# Integrity of the USPS Questioned - Word to the Wise



## camorristi (May 9, 2010)

Unfortunately, a considerably growing number of postal service employees are abusing the public's trust. During Fiscal Year 2009, OIG mail theft investigations resulted in 446 arrests and 826 administrative actions. The American public expects to receive their letters and parcels on time and intact. Citizens have an expectation that their mail will not be stolen, rifled, read or obstructed while in the possession of the employees of the US Postal Service. Thieves, if ever caught are sentenced incongruously light: a drug offense will keep an offender behind bars longer than mail and identity theft. The federal statute allows a 5-year sentence, but that is rarely handed down. After my mail got stolen more than 10 times in less than 2 years, I simply choose to avoid using USPS at any cost, and prefer Fedex/UPS especially when mailing something to the Southern part of the country. Does anyone have a similar experience with the USPS? The most entertaing fact is, since the USPS is a government agency, they cannot be sued in any court but federal. And they know that no one would pay thousands of dollars on a federal lawsuit over some lost items worth less than the lawsuit. It's very frustrating to see how our tax dollars are being abused by that agency. Don't be surprised if they call you a liar, when you don't receive something they marked as delivered. I feel very sorry for anyone who's been betrayed by the USPS.










OIG USPS


----------



## Taken Aback (Aug 3, 2009)

Is it just the blondes in short skirts that are doing it?

While there's corruption everywhere, I still find USPS to be the most reliable carrier when it comes to packages. UPS, FedEx and DHL (and especially AirborneExpress before them) have all lost more of my packages than USPS. Of course I didn't choose them; the retailers did. All undercut USPS, and IMO cut corners to do it. I know there can be some unsavory employees for the postal service, but the same is true of the other carriers. I'll still carry on with USPS.

By the way, if an item is marked as delivered (signed for), and it's not you, it may very well be a neighbor who's intercepting your goods.


----------



## camorristi (May 9, 2010)

Taken Aback said:


> Is it just the blondes in short skirts that are doing it?


I hope so 



Taken Aback said:


> While there's corruption everywhere, I still find USPS to be the most reliable carrier when it comes to packages. UPS, FedEx and DHL (and especially AirborneExpress before them) have all lost more of my packages than USPS. Of course I didn't choose them; the retailers did. All undercut USPS, and IMO cut corners to do it. I know there can be some unsavory employees for the postal service, but the same is true of the other carriers. I'll still carry on with USPS.
> 
> By the way, if an item is marked as delivered (signed for), and it's not you, it may very well be a neighbor who's intercepting your goods.


I'm just saying be careful. USPS are also known to steal Christmas gifts. A very common scenario is emerging recently: the recipient will receive the package you sent either empty and taped, or with missing items. Most of the time it's not even a matter of packages not delivered, many people including myself have reported receiving packages different than the original ones, professionally re-taped, with the postage and tracking labels ripped off from the original packages and taped on the smaller box that you receive empty most of the time. If you have any doubt, try looking this up.

========================================

Can you copy, word for word, the part of the USPS mail theft thread that opens with the words containing "I'm just saying" and closes with "looking this up."?

Data excerpt:
========================================

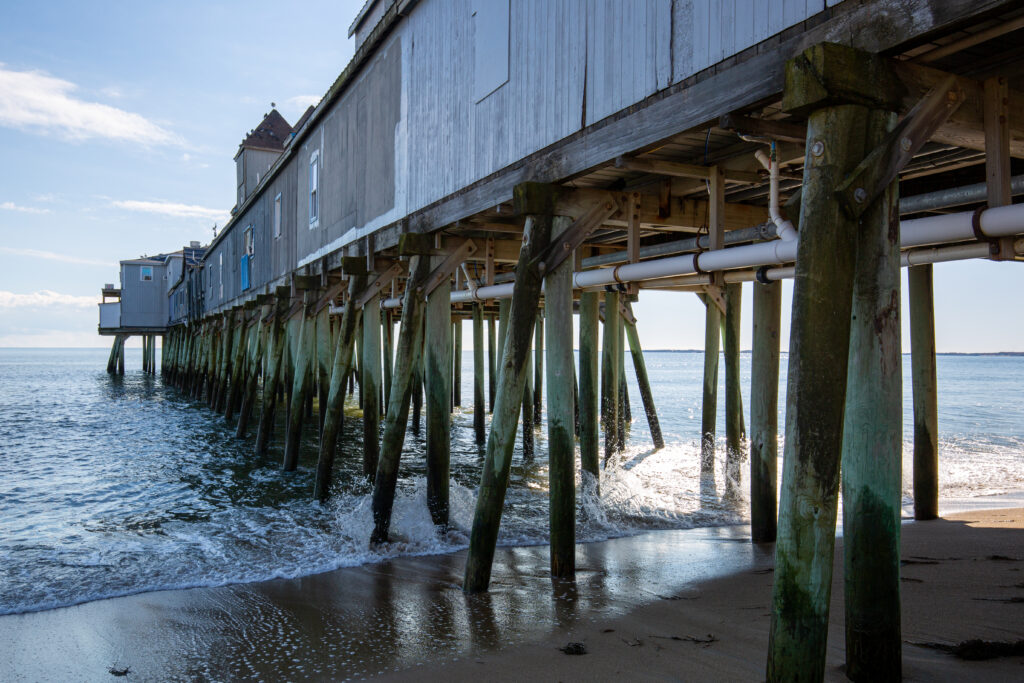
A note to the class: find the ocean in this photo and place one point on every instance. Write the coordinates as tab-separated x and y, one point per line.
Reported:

========================================

Response to the exercise:
I'm just saying be careful. USPS are also known to steal Christmas gifts. A very common scenario is emerging recently: the recipient will receive the package you sent either empty and taped, or with missing items. Most of the time it's not even a matter of packages not delivered, many people including myself have reported receiving packages different than the original ones, professionally re-taped, with the postage and tracking labels ripped off from the original packages and taped on the smaller box that you receive empty most of the time. If you have any doubt, try looking this up.